Transcribe the line containing "Drop a marker on every instance of the chrome wheel" and every line after it, exactly, through the end of the records.

Segment Open

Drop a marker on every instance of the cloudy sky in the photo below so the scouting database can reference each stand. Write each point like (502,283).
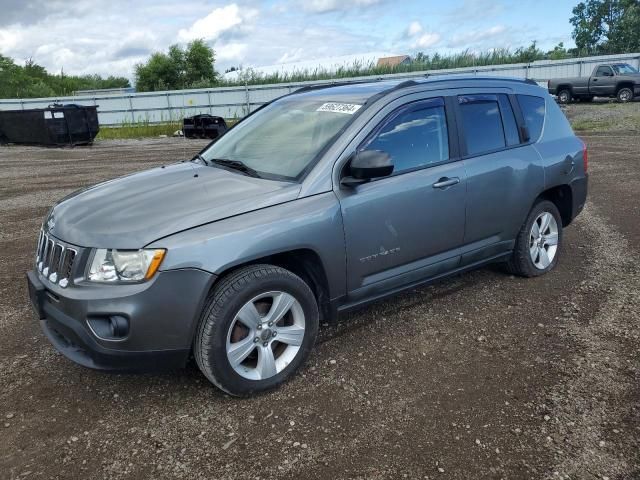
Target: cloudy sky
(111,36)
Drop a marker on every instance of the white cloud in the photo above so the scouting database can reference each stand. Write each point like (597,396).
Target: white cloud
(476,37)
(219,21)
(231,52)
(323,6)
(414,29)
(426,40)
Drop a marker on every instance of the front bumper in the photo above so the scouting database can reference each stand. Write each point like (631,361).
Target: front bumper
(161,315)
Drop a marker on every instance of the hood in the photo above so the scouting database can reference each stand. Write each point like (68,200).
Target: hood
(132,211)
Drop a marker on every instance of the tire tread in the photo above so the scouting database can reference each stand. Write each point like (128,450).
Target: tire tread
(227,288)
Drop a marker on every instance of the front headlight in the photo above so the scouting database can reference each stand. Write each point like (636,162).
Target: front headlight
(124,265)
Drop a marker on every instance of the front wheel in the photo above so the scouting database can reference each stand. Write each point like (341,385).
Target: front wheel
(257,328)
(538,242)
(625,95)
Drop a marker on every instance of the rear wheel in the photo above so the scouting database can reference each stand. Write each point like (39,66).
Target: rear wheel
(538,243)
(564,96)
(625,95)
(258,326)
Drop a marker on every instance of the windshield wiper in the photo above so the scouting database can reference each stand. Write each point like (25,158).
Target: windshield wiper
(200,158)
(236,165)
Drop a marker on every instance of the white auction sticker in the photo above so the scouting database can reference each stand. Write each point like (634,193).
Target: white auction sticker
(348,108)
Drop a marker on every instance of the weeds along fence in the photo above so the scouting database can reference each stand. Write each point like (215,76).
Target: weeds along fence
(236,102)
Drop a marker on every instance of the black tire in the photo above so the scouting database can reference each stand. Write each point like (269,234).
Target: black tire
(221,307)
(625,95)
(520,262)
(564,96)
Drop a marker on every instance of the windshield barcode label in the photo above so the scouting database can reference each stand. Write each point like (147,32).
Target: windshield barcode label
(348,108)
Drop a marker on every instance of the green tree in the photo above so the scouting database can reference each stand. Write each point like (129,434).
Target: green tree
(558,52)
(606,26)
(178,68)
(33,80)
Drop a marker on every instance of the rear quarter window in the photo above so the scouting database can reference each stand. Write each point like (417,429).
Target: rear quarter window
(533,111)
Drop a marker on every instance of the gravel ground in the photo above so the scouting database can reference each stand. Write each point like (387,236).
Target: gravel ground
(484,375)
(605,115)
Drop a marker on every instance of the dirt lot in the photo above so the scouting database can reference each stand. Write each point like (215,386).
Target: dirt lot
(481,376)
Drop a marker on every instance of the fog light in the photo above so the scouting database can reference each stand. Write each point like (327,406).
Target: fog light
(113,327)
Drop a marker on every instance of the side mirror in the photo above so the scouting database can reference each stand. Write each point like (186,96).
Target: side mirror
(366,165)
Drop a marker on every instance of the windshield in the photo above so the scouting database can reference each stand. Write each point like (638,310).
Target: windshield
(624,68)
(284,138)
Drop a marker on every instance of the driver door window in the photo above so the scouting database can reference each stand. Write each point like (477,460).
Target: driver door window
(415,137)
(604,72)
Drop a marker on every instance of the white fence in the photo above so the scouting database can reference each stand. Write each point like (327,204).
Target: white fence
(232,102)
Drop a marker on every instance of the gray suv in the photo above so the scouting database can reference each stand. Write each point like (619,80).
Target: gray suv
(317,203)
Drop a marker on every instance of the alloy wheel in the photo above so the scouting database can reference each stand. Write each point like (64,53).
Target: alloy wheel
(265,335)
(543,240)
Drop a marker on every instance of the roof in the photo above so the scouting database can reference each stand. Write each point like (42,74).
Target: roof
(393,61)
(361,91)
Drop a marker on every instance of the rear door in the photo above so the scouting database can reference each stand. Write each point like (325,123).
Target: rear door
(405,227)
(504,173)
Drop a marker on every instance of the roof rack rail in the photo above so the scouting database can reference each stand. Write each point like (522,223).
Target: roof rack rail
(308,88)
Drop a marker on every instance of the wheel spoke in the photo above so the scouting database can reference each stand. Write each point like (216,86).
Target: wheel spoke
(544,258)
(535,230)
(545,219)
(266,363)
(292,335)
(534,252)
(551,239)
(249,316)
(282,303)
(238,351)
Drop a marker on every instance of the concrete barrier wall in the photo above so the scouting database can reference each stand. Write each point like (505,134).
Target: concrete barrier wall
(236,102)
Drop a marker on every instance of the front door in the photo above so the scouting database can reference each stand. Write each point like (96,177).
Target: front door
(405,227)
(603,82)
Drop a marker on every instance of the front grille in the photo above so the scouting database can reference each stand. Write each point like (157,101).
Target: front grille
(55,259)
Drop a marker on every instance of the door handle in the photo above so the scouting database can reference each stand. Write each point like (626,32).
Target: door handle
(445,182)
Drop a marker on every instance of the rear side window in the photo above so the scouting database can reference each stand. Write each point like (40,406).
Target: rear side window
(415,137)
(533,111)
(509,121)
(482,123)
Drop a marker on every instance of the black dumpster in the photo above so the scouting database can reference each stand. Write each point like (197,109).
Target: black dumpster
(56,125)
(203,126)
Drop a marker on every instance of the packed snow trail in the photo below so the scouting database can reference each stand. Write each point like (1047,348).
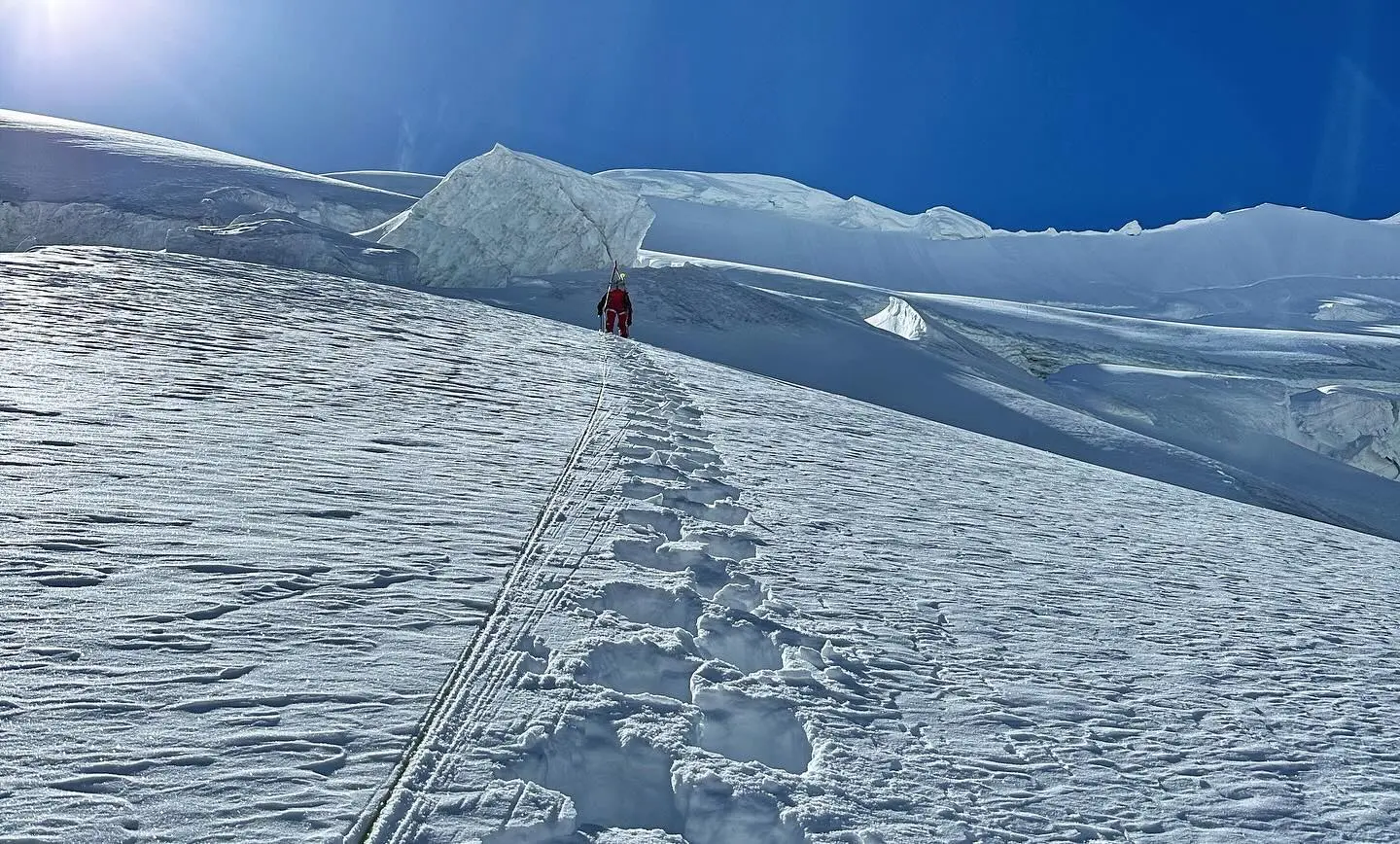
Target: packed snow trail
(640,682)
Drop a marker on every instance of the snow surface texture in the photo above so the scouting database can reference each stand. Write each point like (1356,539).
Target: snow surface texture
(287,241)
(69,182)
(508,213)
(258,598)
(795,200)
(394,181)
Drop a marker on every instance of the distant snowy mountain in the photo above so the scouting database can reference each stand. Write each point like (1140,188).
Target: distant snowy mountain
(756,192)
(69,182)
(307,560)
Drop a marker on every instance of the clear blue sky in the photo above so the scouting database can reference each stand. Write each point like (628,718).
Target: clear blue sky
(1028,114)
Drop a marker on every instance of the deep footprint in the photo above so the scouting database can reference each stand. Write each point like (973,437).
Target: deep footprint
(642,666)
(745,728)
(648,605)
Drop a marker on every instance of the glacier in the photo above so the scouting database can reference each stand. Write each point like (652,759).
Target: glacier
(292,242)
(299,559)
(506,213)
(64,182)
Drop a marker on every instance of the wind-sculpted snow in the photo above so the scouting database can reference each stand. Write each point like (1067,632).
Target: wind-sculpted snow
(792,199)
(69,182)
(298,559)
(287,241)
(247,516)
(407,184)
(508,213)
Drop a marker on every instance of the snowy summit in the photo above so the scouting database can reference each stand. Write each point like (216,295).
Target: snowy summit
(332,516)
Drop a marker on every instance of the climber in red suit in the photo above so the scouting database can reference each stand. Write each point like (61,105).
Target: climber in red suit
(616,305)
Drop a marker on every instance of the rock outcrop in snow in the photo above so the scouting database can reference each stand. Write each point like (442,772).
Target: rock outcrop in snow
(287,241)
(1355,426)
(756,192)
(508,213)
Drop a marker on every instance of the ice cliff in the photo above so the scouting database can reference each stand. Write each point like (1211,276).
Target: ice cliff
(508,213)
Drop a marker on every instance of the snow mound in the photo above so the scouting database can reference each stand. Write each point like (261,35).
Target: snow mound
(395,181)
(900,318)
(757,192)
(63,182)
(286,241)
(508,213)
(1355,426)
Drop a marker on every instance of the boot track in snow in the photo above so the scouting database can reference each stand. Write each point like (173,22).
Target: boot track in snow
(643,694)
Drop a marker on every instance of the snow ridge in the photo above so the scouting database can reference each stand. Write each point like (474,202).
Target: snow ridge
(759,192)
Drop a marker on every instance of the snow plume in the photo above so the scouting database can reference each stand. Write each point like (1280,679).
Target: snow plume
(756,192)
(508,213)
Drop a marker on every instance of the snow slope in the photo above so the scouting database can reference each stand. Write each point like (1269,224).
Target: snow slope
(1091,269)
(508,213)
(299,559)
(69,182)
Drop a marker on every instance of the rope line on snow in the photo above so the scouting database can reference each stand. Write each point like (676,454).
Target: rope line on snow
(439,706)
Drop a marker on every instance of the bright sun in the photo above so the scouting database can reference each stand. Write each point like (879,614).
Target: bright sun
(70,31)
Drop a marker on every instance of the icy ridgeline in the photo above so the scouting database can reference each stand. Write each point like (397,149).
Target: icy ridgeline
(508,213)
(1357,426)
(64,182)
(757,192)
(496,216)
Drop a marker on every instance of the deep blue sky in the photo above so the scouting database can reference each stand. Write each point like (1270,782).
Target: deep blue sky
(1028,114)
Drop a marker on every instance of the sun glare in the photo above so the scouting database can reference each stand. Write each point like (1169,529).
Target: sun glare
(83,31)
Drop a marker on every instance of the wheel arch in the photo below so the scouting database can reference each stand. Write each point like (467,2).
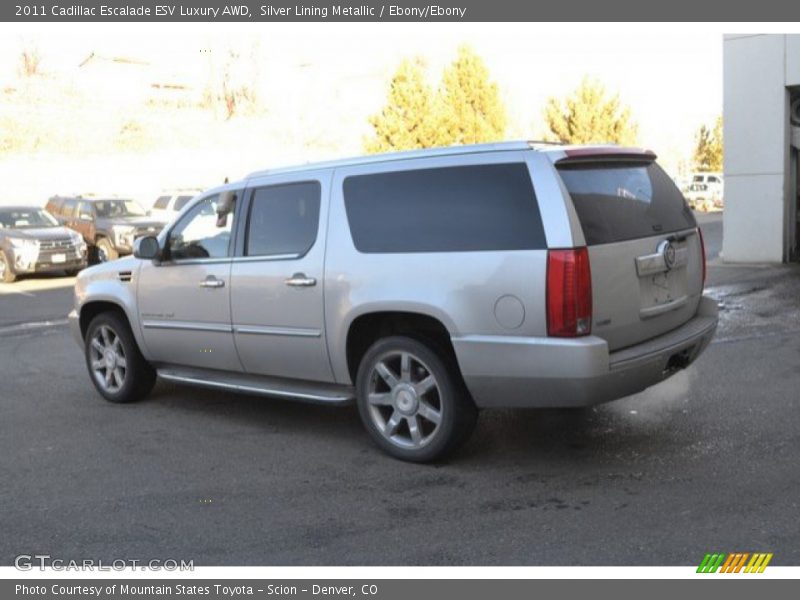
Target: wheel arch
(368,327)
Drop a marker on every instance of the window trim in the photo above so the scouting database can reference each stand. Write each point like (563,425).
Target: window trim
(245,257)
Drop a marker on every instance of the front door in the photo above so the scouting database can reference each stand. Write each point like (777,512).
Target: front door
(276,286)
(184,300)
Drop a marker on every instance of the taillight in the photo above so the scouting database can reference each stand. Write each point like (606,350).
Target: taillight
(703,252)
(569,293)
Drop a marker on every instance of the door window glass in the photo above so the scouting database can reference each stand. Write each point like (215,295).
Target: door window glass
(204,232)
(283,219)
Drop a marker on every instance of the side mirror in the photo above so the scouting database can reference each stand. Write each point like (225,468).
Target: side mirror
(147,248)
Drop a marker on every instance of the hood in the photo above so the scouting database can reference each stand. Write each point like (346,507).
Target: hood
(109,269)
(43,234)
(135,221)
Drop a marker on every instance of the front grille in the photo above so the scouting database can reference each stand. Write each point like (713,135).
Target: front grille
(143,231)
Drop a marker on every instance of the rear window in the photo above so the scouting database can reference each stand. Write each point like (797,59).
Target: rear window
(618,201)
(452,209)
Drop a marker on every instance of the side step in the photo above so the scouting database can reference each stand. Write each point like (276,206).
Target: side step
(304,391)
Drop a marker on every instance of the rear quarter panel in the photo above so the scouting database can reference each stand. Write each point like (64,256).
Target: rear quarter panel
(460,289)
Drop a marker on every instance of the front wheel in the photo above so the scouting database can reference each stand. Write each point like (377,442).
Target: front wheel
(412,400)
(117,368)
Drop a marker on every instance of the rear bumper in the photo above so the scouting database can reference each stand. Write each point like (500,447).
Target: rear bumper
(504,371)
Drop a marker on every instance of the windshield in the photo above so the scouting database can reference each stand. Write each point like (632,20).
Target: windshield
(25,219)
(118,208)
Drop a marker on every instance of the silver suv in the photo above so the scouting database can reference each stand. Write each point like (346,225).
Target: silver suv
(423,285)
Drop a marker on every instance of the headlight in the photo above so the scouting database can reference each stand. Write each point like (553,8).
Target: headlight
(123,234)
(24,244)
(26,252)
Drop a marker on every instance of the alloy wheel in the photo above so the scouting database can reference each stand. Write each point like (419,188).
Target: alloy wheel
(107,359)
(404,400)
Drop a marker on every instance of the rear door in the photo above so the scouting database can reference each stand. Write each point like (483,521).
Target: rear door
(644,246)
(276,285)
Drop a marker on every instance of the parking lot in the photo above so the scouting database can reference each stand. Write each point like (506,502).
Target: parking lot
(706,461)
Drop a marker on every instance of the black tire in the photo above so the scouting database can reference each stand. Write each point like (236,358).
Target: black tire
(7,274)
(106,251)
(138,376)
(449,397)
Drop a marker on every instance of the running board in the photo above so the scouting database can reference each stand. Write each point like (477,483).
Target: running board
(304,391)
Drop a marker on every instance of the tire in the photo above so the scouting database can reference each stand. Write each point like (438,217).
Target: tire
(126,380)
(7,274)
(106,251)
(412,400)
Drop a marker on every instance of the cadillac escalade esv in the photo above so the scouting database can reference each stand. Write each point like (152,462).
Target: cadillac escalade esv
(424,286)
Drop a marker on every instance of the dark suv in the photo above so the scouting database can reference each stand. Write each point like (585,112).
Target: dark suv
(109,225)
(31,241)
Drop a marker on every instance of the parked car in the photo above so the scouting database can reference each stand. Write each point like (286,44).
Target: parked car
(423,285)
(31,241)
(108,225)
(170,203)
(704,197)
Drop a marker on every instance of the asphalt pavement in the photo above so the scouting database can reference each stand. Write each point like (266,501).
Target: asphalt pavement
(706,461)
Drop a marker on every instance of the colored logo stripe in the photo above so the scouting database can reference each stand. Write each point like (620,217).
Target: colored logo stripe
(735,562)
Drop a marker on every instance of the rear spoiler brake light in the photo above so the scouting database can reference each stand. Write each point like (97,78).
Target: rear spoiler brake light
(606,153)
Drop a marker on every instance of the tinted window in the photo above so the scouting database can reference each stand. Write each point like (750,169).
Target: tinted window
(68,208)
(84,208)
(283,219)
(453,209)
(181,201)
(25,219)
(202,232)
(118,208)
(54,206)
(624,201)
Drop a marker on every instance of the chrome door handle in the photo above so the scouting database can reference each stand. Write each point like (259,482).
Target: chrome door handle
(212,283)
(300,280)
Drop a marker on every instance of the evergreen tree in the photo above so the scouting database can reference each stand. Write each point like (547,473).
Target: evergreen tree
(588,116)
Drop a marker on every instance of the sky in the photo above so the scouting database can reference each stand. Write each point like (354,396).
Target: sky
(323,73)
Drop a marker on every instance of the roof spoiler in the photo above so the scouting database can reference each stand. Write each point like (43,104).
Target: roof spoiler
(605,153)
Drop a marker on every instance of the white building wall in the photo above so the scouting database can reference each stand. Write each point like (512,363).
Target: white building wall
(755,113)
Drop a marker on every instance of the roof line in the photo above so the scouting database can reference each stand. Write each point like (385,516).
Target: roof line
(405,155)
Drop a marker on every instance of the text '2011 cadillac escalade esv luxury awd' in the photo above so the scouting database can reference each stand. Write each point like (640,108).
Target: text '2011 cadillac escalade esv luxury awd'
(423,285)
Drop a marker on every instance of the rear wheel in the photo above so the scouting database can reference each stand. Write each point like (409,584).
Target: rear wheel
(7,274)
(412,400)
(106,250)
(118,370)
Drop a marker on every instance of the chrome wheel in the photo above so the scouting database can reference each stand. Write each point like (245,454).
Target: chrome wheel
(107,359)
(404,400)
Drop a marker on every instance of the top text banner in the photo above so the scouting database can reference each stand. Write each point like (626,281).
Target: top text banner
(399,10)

Segment Closed

== ANSWER SPACE ==
Drop a marker on every instance of the chrome wheel in the photo above so the scouting database can reference each stand. Write each point like (245,454).
Target: chrome wheel
(107,359)
(404,400)
Drop a marker on every instance of the top text banner in the photo above so the scouting database can reference each stand. Write each point like (626,281).
Target: top text banner
(399,10)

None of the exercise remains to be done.